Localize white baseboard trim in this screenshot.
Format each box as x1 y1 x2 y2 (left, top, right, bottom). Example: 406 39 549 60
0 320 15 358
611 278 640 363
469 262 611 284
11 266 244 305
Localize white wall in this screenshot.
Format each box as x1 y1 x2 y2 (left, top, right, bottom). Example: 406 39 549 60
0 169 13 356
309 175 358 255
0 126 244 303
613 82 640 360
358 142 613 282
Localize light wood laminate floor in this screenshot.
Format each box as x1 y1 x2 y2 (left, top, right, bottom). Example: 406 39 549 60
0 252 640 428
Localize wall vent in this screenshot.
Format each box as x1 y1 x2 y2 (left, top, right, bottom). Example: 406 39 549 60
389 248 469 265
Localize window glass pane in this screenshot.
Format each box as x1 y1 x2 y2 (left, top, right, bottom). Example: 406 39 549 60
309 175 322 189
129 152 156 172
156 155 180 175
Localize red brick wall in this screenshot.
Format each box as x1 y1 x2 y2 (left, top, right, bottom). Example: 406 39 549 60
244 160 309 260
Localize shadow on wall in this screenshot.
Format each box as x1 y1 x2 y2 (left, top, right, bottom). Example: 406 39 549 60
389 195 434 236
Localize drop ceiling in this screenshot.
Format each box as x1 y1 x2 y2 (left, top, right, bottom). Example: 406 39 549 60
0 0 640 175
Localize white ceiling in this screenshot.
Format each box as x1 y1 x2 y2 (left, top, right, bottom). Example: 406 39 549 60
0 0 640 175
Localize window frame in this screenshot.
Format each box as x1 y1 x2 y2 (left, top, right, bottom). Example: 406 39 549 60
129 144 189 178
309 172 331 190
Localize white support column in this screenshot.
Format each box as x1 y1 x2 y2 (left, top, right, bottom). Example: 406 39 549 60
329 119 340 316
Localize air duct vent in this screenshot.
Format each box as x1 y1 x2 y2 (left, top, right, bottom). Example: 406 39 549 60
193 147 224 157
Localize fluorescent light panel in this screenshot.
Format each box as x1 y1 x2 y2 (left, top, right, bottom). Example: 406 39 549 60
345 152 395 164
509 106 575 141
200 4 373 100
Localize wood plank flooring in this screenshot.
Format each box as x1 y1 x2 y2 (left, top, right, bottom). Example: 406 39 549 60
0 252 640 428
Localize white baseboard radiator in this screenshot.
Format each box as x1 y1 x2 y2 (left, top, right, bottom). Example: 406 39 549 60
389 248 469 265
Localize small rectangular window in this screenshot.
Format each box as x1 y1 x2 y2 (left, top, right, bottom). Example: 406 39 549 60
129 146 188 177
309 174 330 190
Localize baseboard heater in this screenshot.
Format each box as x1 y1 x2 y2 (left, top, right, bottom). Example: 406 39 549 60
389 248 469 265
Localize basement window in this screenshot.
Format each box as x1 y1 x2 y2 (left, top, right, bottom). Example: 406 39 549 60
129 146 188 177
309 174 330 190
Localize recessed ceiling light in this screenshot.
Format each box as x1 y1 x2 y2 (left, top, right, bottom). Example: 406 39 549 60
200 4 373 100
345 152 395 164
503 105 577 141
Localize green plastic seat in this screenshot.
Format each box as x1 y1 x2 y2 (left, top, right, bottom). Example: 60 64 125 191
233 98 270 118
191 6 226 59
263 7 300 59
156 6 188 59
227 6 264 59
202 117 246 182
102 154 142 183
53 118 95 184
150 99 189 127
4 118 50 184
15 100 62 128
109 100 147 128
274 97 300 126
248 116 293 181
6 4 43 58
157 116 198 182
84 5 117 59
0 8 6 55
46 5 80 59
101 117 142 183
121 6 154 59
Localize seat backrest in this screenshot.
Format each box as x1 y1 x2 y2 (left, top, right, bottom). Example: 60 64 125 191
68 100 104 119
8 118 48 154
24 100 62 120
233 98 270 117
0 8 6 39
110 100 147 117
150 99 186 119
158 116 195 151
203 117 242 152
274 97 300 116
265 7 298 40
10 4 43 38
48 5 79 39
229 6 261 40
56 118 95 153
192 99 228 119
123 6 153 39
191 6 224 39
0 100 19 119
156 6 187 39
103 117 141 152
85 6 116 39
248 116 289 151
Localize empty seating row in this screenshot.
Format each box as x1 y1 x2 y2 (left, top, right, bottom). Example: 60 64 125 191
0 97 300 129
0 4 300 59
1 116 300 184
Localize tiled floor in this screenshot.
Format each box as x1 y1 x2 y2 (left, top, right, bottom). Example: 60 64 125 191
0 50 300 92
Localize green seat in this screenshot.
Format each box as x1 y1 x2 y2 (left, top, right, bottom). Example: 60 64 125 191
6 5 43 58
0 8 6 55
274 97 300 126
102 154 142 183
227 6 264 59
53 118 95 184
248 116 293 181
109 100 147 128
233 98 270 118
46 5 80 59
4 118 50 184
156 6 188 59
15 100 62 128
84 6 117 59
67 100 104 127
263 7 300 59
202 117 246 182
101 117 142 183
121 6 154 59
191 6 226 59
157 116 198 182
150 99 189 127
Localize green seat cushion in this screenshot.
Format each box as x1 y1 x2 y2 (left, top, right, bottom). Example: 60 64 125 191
******
▶ **AIM OF THE TASK**: Reproduce the stretch of the listing from the line containing "Localize empty seating" through the end of the listing, both ends included, character for character.

▶ **OUTPUT FOR THIS TASK**:
Localize empty seating row in this screenshot.
Format each box as x1 y1 x2 y2 (left, top, right, bottom). Example: 60 64 125 191
0 97 300 129
0 4 300 59
1 116 300 184
Localize tiled floor in this screenshot.
Format each box as x1 y1 x2 y2 (left, top, right, bottom). Example: 60 64 125 191
0 50 300 92
Localize green seat in this screenshot.
Format each box as x1 y1 x2 y2 (left, top, right, bottom). Example: 60 64 125 191
6 5 43 58
0 8 6 55
274 97 300 126
102 154 142 183
227 6 264 59
53 118 95 184
248 116 293 181
109 100 147 128
233 98 270 118
46 5 80 59
4 118 50 184
156 6 188 59
15 100 62 128
84 6 117 59
67 100 104 127
263 7 300 59
202 117 246 182
101 117 142 183
121 6 154 59
191 6 226 59
157 116 198 182
150 99 189 127
Localize green seat cushion in this screenshot.
Format each box as x1 y1 x2 y2 (left, top, right, bottom). Example: 60 64 125 191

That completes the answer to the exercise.